(Point placement records)
>> start

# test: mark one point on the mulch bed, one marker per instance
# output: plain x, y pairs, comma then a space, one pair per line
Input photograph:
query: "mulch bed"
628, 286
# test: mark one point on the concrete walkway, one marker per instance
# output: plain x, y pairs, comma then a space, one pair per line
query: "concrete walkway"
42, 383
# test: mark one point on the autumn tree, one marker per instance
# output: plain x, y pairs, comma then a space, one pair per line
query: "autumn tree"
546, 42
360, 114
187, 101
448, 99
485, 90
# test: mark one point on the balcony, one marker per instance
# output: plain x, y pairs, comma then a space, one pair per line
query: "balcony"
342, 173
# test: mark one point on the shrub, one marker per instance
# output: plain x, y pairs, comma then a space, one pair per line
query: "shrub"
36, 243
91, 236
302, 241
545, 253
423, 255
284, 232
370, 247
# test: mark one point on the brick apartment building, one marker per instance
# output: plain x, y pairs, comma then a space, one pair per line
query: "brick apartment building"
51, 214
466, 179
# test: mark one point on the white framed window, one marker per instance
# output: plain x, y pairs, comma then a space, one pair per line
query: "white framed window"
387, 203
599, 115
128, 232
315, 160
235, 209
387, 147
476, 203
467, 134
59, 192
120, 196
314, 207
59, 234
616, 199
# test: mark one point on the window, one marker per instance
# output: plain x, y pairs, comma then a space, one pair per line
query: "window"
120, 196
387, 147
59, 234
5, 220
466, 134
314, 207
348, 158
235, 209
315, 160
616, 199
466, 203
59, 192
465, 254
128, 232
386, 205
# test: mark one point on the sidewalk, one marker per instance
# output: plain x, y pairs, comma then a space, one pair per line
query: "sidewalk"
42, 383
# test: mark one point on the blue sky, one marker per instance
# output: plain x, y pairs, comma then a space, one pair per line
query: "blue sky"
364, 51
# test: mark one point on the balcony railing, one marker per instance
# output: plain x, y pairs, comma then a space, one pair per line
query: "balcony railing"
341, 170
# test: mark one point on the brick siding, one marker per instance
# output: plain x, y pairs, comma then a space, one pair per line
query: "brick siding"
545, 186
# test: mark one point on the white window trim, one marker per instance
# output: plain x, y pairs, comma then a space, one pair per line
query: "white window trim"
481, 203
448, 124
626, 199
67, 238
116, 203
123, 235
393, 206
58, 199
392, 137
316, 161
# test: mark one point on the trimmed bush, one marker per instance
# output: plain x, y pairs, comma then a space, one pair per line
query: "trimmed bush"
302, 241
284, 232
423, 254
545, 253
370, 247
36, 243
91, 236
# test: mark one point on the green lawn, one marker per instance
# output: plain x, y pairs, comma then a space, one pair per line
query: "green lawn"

>> end

WORK INSTRUCTIONS: Your task is to quote the listing above word for word.

EXERCISE OUTPUT:
# test: mark one point on the mulch bed, one marker per instance
# output: plain x, y pairs, comma then a space, one pair per line
Input photograph:
query: "mulch bed"
628, 286
# test: mark one point on the concrete walkway, one marker per instance
# output: plain x, y pairs, comma then a space, one pair per line
query: "concrete walkway"
42, 383
# test: mark one point on the autumn tree, one marker per instance
# output: plain x, y pairs, comma then a space, one pair per line
query: "autumn tree"
546, 42
360, 114
187, 101
448, 99
485, 90
# test: mark one point on the balcony, one marker per instance
# output: plain x, y pairs, comma then a space, one pair per line
query: "balcony"
342, 173
# test: mark one point on the shrub, one marker per instance
# output: plain x, y pairs, comma then a space, one pair per line
query: "shrub"
36, 243
91, 236
302, 241
545, 253
423, 255
284, 232
370, 247
# test: mark one point on the brick apartment building, one marker per instance
# output: plain x, y pairs, comma then a space, one pair per line
query: "brick apartment building"
51, 214
466, 179
# test: mark one point on the white framed window, one marker per instance
# output: plain x, y pairs, comma then a space, one pair per line
query: "white framed window"
387, 203
599, 115
128, 232
315, 160
235, 209
387, 147
476, 203
467, 134
59, 192
120, 196
314, 207
59, 234
616, 199
# test: mark one point on the window, one marker per instance
# output: plain x, y pairs, comma then a space, one pair per line
query: "window"
120, 196
387, 147
59, 234
5, 220
466, 134
314, 207
348, 158
235, 209
315, 160
616, 199
466, 203
59, 192
465, 254
128, 232
386, 205
# test: mark one point on the sidewalk, one marker per instance
# output: plain x, y pairs, comma then a space, one pair per line
query: "sidewalk"
42, 383
# test: mark one point on the blue sky, one marker per instance
# output: plain x, y pairs, comma then a space, one pair per line
query: "blue sky"
364, 51
# test: mark one point on the balcony railing, one marker per instance
# output: plain x, y pairs, comma then a space, one pair per line
query: "balcony railing"
341, 170
# test: mark one point on the brick siding, one marker per instance
# output: plain x, y pairs, comma then a space, one pair per line
query: "brick siding"
545, 186
# test: mark one point on the white window trim, one marker per instance
# output: plain x, y pairs, comma then a space, one pair per line
query: "white window trim"
481, 203
448, 124
626, 199
67, 238
116, 203
123, 235
393, 206
58, 199
392, 137
316, 161
# test: mark one point on the trimmed bush, one marker per instance
# output: plain x, y pairs, comma then a space, one pair per line
query: "trimmed bush"
302, 241
284, 232
423, 254
545, 253
370, 247
36, 243
91, 236
# test: mark one point on the green lawn, one marker per instance
# output: plain x, y pairs, comma then a space, one pair per line
query: "green lawn"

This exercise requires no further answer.